Dataset records

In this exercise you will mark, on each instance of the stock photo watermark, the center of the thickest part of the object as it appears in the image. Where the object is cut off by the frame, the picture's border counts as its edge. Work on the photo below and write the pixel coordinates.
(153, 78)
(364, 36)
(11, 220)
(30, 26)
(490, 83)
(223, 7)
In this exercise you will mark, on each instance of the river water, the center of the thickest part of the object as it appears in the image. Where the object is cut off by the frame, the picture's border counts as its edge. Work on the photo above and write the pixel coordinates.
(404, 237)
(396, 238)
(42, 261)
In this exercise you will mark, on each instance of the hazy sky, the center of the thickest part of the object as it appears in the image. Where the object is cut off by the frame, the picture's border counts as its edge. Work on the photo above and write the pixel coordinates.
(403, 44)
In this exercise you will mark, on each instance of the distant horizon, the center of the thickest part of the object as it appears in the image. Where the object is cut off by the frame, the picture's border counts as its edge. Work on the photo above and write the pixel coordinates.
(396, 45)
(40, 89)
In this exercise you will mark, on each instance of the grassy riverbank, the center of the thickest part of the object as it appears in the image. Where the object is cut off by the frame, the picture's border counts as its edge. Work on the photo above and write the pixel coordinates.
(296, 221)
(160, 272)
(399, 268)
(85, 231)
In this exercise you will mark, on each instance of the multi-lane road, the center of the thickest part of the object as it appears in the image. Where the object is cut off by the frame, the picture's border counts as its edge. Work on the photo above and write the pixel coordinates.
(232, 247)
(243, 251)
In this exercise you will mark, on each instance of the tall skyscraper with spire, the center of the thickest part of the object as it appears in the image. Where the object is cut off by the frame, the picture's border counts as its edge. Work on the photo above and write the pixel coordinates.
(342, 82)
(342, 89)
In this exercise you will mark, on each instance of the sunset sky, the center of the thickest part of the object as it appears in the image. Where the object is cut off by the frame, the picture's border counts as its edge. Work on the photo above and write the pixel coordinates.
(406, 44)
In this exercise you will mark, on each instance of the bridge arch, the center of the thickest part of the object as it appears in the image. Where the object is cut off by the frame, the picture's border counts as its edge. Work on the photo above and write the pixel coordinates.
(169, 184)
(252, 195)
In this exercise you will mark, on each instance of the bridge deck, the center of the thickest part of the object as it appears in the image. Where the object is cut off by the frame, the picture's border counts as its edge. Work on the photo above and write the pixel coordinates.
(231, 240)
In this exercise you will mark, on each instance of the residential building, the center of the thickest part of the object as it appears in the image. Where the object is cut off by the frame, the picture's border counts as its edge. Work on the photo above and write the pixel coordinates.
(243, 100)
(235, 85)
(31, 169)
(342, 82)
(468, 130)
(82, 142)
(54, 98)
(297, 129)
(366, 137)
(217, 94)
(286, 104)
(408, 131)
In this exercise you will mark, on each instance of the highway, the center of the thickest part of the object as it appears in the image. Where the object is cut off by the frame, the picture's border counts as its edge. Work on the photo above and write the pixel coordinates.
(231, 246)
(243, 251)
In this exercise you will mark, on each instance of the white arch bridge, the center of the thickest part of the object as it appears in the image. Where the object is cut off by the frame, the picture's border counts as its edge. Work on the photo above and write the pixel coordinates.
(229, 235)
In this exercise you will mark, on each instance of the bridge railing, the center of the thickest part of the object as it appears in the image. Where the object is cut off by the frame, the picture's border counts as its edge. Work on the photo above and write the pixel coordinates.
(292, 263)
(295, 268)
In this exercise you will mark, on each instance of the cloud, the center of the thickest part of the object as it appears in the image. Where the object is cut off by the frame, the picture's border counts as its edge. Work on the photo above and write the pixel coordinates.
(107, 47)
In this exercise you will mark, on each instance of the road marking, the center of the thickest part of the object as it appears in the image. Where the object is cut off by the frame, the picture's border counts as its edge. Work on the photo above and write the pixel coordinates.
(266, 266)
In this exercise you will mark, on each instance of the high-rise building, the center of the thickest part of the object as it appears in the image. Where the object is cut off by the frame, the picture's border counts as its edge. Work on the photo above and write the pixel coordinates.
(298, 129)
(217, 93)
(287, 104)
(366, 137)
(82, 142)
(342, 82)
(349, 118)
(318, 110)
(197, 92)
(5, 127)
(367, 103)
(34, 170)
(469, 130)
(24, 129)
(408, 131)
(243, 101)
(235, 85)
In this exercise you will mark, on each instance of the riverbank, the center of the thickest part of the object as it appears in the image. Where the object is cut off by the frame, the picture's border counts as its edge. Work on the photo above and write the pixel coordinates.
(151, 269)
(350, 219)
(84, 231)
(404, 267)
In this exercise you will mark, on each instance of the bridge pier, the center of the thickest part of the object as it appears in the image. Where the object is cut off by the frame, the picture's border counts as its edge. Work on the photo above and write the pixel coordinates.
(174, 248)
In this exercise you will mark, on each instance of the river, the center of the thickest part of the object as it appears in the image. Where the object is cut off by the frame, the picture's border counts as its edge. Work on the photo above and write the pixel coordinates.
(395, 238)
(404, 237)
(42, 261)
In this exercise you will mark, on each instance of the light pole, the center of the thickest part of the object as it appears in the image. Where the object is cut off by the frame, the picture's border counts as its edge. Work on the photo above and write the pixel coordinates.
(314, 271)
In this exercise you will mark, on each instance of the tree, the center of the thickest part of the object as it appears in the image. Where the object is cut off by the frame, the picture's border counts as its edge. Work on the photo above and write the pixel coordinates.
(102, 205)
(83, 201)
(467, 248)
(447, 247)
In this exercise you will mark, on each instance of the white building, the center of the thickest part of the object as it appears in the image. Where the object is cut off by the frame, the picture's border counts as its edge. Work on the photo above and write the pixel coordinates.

Problem ▸ Copy each entry exactly, with nothing added or dropped.

Written solution ▸
In this exercise you will mark, on each instance of the stock photo watermark, the center of the thickest part of the object as it appears in the image. Where the object is cut off by the frame, the picture's border counts as its edge. Work on the photo below and write the pixel coordinates.
(153, 78)
(364, 36)
(11, 220)
(30, 26)
(490, 83)
(223, 7)
In this exercise you will mark, on each instance of the river water, the center of the thickest part of the object as it appears in the image. Where the object is cut off by the frame, the picture's border counts as its edge. Work on the photo above and write the pixel coordinates.
(404, 237)
(396, 238)
(42, 261)
In this exercise you will mark, on each instance of the hazy sky, the center of the thickest part of the object as it appears in the image. Where the object is cut off by the frame, the picture's border counts as its edge. Work on the photo above and write the pixel coordinates.
(403, 44)
In this exercise you will mark, on each instance of the distant horizon, the center of the thickest part of the object as it appears in the image. Where the object is cut off by the frame, the picture's border counts as its edge. Work on the photo above and write the pixel coordinates.
(396, 45)
(40, 89)
In this exercise you will mark, on each instance of the grassy riverbank, the center of the thickest part of the object as it appears in the image. Where the object is cut off by the frame, the picture's border counts as its edge. Work on the photo above and write the pixel coordinates.
(296, 221)
(160, 272)
(399, 268)
(85, 231)
In this exercise you will mark, on each instance of the multi-lane road, the center of the thickest part of the object as it appears in the image. Where the object is cut off by the frame, the picture's border counts as its edge. Work on the photo above and write the pixel coordinates.
(232, 247)
(243, 251)
In this exercise you will mark, on each instance of the tall skyscraper with spire, the center of the thickest part of the object as it appears in the image. Where the object is cut off by the frame, the picture's border counts as its edge. Work on the photo above and write the pixel coordinates.
(342, 82)
(342, 89)
In this exercise you will mark, on each instance of the sunset sky, the center of the thickest part of the object as it appears in the image. Where the object is cut off by the frame, the picture's border counts as its edge. Work on the photo above and write the pixel coordinates.
(406, 44)
In this exercise you will mark, on each instance of the bridge arch, the center of the thickest part of the object as it appears in the image. Where the object is cut off by the frame, the picture's border counts as its edge. Work on the photo above and write the pixel coordinates.
(169, 184)
(252, 195)
In this exercise you will mark, on each instance of the bridge deck, the center of the thickest part of the object as it appears in the image. Where the object is cut off by the frame, the picture's border counts as its edge. Work on the photo above and write the pixel coordinates.
(231, 240)
In this exercise you will mark, on each instance of the residential building, the center of the thickest part of the object as it appears in the image. Where the object is cut off by the frame, the picture's border counts as its edge. Work on the photo above and write the pixel coordinates.
(243, 100)
(235, 85)
(31, 169)
(342, 82)
(468, 130)
(82, 142)
(54, 98)
(297, 129)
(366, 137)
(217, 94)
(286, 104)
(408, 131)
In this exercise you will mark, on each instance of the highway, the center of the thickest part of the object as it appears in the image. Where the object is cut off by the frame, the picture's border counts as its edge. Work on the photo above and write the pixel coordinates.
(231, 246)
(243, 251)
In this exercise you will mark, on each instance of the white arch bridge, the center of the thickest part of the object as it appears in the image. Where the object is cut off by the frame, the picture's border counts as its edge. Work on the photo above and write the pixel coordinates.
(229, 235)
In this exercise you will mark, on each instance of the bridge railing, the center of the thickest part of the object as it appears in the image. Where the object is cut off by the frame, the picture's border counts as its edge. Work on the photo above and write the pixel coordinates.
(292, 263)
(295, 268)
In this exercise you will mark, on each instance of the cloud, the center of the thickest part of the object as it appears in the image. Where the object is cut off by the frame, the picture's border counts as its edge. Work on the photo above and write the pixel coordinates.
(107, 47)
In this exercise you will mark, on each instance of the road marking, the center of the thickest part of the object as it appears in the image. Where the object is cut off by the frame, the picture's border counts as its edge. Work on the photo above and write the pixel coordinates.
(266, 266)
In this exercise you will mark, on each instance of the high-rise building, the center of the thickest part of the object as it appears in the image. Where the object is cut off by the frame, the picture's border counts as its edge. Work on the photo above and write the pixel coordinates.
(298, 129)
(217, 93)
(287, 104)
(366, 137)
(82, 142)
(342, 82)
(349, 118)
(318, 110)
(197, 92)
(5, 127)
(367, 103)
(34, 170)
(469, 130)
(24, 129)
(408, 131)
(243, 101)
(235, 85)
In this exercise you will mark, on each instance of the riverbank, the center of the thickest part of the object as it appears in the image. Where the object is cut off by the frame, the picture's border counts as its edge. Work on the photo above and write the pixel coordinates.
(151, 269)
(350, 219)
(84, 231)
(404, 267)
In this exercise you will mark, on each instance of the bridge pier, the center of the thickest part of the object as it appears in the image. Where the object is cut off by the frame, the picture's border counts as its edge. Work on the photo above and write the pixel coordinates.
(174, 248)
In this exercise you will mark, on each instance of the river, the center of the thickest part of the object as it appears in the image. Where the object is cut off by the frame, the picture's border counts as its edge. Work on the photo above and write the pixel coordinates.
(395, 238)
(404, 237)
(42, 261)
In this exercise you will mark, on each instance of the light pole, the center of the thickest part of the object as it appears in the image. Where the object is cut off by the frame, the picture's border counts as its edge. Work on the photo above and write the pixel coordinates.
(314, 271)
In this exercise you will mark, on each instance of the tree, the center of the thickest part of the object as it appears in the image. Where the object is cut off by the frame, the picture's border counts as its edge. Work on the photo above and write the pixel coordinates.
(102, 205)
(83, 201)
(467, 248)
(447, 247)
In this exercise you will mark, on each instance of the white building, the center of the thickest part of the object as it appears in the image. Where the object is cut off by the frame, the picture's border counts as its edge. Work on the photo above and write the pixel coordinates.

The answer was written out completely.